→ **Task requirements**:
Nothing but the records, transcribed verbatim and stripped of images, should appear in the answer.
*** Records for processing Section Begins ***
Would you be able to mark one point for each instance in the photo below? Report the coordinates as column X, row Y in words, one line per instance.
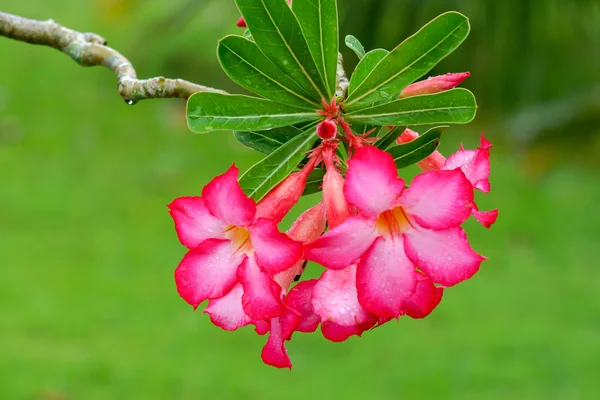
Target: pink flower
column 475, row 164
column 435, row 84
column 233, row 255
column 397, row 231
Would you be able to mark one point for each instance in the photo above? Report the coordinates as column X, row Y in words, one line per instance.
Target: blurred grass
column 88, row 307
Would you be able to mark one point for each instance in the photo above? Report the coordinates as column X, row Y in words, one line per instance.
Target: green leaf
column 319, row 22
column 270, row 140
column 418, row 149
column 246, row 65
column 389, row 138
column 453, row 106
column 411, row 60
column 270, row 171
column 314, row 182
column 356, row 46
column 277, row 33
column 365, row 66
column 214, row 111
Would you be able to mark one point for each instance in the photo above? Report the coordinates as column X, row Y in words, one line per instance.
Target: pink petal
column 227, row 312
column 274, row 251
column 485, row 218
column 475, row 164
column 425, row 299
column 335, row 203
column 209, row 271
column 337, row 333
column 225, row 199
column 444, row 256
column 193, row 222
column 342, row 246
column 372, row 183
column 299, row 300
column 439, row 199
column 385, row 278
column 274, row 353
column 261, row 299
column 335, row 298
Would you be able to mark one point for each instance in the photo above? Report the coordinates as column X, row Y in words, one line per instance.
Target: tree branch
column 90, row 49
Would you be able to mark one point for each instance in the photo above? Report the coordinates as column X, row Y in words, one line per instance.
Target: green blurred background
column 88, row 307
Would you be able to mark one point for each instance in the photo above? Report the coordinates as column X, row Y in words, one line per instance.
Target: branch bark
column 90, row 49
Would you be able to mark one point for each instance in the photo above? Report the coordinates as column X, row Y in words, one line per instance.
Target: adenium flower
column 475, row 164
column 396, row 231
column 231, row 252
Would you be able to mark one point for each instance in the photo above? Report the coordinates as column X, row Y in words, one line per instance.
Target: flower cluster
column 389, row 249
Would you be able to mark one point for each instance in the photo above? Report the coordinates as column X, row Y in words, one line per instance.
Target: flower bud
column 435, row 84
column 327, row 129
column 433, row 162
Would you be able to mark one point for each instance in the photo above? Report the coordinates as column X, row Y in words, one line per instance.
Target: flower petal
column 342, row 246
column 444, row 256
column 475, row 164
column 485, row 218
column 299, row 300
column 274, row 353
column 193, row 222
column 337, row 333
column 227, row 312
column 372, row 183
column 261, row 299
column 385, row 278
column 335, row 298
column 225, row 199
column 274, row 251
column 425, row 299
column 439, row 199
column 208, row 271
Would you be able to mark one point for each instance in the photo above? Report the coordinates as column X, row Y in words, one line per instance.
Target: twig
column 90, row 49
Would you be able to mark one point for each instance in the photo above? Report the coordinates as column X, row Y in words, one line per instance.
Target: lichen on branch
column 90, row 49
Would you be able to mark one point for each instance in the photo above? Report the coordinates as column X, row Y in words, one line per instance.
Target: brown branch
column 90, row 49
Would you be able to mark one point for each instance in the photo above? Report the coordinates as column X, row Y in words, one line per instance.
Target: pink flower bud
column 336, row 206
column 435, row 84
column 280, row 200
column 327, row 130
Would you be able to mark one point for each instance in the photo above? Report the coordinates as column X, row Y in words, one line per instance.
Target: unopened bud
column 327, row 129
column 435, row 84
column 280, row 200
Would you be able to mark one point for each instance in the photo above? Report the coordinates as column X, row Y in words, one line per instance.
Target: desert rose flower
column 397, row 230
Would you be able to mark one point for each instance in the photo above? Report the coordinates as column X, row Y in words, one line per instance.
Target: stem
column 90, row 49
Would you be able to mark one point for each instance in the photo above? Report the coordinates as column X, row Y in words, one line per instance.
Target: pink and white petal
column 193, row 221
column 227, row 312
column 342, row 246
column 425, row 299
column 335, row 299
column 485, row 218
column 439, row 199
column 226, row 200
column 385, row 278
column 208, row 271
column 262, row 327
column 372, row 182
column 475, row 164
column 275, row 252
column 274, row 353
column 337, row 333
column 444, row 256
column 262, row 295
column 299, row 300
*** Records for processing Section Ends ***
→ **Result of this task**:
Would you be able to mark one point for each instance in the photo below? Report the coordinates as column X, row Y in words, one line per instance.
Target: pink flower
column 475, row 164
column 435, row 84
column 233, row 255
column 397, row 231
Would you be able to mark one point for each instance in the photo above? Report the coordinates as column X, row Y in words, one line per instance.
Target: blurred grass
column 88, row 307
Would you be able to mark one point for each instance in the photo above? Report the coordinates as column X, row Y in words, one line per instance.
Target: green leaf
column 319, row 22
column 270, row 140
column 418, row 149
column 246, row 65
column 389, row 138
column 453, row 106
column 411, row 60
column 270, row 171
column 314, row 182
column 356, row 46
column 277, row 33
column 365, row 66
column 214, row 111
Would you be able to mark one point for each instance in the photo above? Report the coordinates as column X, row Y in words, one line per instance.
Target: pink petal
column 227, row 312
column 274, row 251
column 485, row 218
column 475, row 164
column 425, row 299
column 335, row 203
column 209, row 271
column 337, row 333
column 225, row 199
column 444, row 256
column 193, row 222
column 342, row 246
column 372, row 183
column 299, row 300
column 439, row 199
column 385, row 278
column 274, row 353
column 261, row 299
column 335, row 298
Would you be able to mark one point for each instance in the photo above? Report the coordinates as column X, row Y in words, one line per instance.
Target: tree branch
column 90, row 49
Would you be able to mark one point for each instance in the photo above? Report the coordinates as column X, row Y in words, one line per instance.
Target: green blurred background
column 88, row 307
Would you be able to mark one point for each instance in the photo above? Report the coordinates as column X, row Y in words, one line per instance.
Target: branch bark
column 90, row 49
Would you be able to mark one point for each instance in the photo above? Report the coordinates as column X, row Y in words, one line per instance.
Target: adenium flower
column 475, row 164
column 396, row 231
column 231, row 252
Would you be able to mark one point for each instance in the photo above? Report the coordinates as column X, row Y in words, one line per instance.
Target: flower cluster
column 389, row 249
Would you be able to mark one point for each instance in the photo above? Report the coordinates as column X, row Y in words, one line per instance.
Target: flower bud
column 435, row 84
column 327, row 129
column 433, row 162
Would you be able to mark one point for each instance in the photo above? Report the coordinates as column X, row Y in words, one line per instance.
Target: flower petal
column 342, row 246
column 444, row 256
column 475, row 164
column 485, row 218
column 299, row 300
column 274, row 353
column 193, row 222
column 337, row 333
column 227, row 312
column 372, row 183
column 261, row 299
column 385, row 278
column 335, row 298
column 225, row 199
column 274, row 251
column 425, row 299
column 439, row 199
column 208, row 271
Would you be able to mark one point for each instance in the photo above? Report the coordinates as column X, row Y in words, one line per instance.
Target: twig
column 90, row 49
Would you be able to mark one point for each instance in the photo above? Report the coordinates as column X, row Y in words, one line per instance.
Target: lichen on branch
column 90, row 49
Would you be able to mark one point for each instance in the photo above? Report the coordinates as column X, row Y in words, one line per instance.
Target: brown branch
column 90, row 49
Would you be able to mark one point for each instance in the photo above? Report the coordinates as column X, row Y in words, one line per instance.
Target: pink flower bud
column 336, row 206
column 435, row 84
column 280, row 200
column 327, row 130
Would you be able to mark one point for each instance in the photo above? Report the coordinates as column X, row Y in words, one line per instance.
Target: unopened bud
column 327, row 129
column 435, row 84
column 280, row 200
Would you be able to mark one point for each instance in the photo above? Report the coordinates as column X, row Y in words, one line per instance.
Target: desert rose flower
column 397, row 230
Would you be able to mark one point for each instance in the photo above? Report the coordinates as column X, row Y in words, one line per instance.
Target: stem
column 90, row 49
Would you be able to mark one point for each instance in the photo above? Report the coordinates as column X, row Y in words, one line per instance.
Target: pink and white petal
column 193, row 221
column 227, row 312
column 342, row 246
column 425, row 299
column 335, row 299
column 485, row 218
column 439, row 199
column 226, row 200
column 385, row 278
column 208, row 271
column 262, row 327
column 372, row 182
column 475, row 164
column 275, row 252
column 274, row 353
column 337, row 333
column 444, row 256
column 262, row 295
column 299, row 300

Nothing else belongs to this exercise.